Material for this exercise:
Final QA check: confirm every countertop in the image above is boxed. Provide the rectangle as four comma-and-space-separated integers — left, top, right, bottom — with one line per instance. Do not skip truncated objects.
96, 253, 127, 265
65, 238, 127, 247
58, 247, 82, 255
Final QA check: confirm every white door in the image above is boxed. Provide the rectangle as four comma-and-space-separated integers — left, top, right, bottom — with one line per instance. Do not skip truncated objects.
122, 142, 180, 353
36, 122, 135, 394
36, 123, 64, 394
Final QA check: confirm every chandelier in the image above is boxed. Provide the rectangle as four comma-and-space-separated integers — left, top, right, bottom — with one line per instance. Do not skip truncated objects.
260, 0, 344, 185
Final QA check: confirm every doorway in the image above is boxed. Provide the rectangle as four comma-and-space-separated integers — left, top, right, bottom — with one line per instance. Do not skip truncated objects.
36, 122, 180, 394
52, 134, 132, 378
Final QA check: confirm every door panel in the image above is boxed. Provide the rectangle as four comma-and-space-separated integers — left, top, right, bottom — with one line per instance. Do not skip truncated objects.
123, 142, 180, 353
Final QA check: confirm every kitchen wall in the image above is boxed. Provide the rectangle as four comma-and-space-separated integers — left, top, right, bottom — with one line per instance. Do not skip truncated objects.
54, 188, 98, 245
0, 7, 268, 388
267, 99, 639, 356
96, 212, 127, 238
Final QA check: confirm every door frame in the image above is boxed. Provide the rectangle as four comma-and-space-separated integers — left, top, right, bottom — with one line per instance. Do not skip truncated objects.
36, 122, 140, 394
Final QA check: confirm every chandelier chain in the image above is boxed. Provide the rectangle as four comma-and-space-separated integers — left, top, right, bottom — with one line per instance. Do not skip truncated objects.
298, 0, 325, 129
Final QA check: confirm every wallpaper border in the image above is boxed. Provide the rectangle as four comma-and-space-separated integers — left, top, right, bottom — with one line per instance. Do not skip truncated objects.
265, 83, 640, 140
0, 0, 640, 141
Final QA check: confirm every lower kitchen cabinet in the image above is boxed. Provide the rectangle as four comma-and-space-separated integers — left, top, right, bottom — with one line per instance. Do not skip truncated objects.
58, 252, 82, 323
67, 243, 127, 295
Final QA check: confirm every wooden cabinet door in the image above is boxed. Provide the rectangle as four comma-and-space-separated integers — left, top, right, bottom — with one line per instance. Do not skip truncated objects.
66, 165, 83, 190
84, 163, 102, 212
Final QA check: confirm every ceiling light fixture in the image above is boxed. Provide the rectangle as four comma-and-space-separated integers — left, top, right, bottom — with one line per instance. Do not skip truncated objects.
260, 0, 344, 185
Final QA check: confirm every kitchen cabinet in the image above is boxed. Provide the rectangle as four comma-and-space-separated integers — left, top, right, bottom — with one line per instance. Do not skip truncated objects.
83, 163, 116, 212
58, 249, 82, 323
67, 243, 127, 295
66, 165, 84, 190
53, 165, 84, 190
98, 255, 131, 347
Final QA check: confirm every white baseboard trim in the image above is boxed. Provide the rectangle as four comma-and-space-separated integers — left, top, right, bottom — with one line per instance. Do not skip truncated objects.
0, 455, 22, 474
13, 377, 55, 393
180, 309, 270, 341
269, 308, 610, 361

Problem to work on: Copy the items from the very start through the line containing "36, 123, 64, 394", keeping the written lines unchanged and shifting every coordinate in the answers by -65.

Final answer:
Final QA check: confirm every countertop in the image above is boxed. Provide the rectangle as four comma-and-space-separated integers — left, top, right, bottom — with one line per instance. Do not skip truncated objects.
31, 188, 62, 200
0, 173, 62, 182
-7, 182, 17, 190
Final QA check: confirm every white door in the image above is boxed. Provide the rectangle as four comma-and-space-separated integers — left, top, right, bottom — with one line per instance. Do not skip truncated objects.
57, 77, 115, 288
-29, 57, 70, 329
-29, 58, -1, 329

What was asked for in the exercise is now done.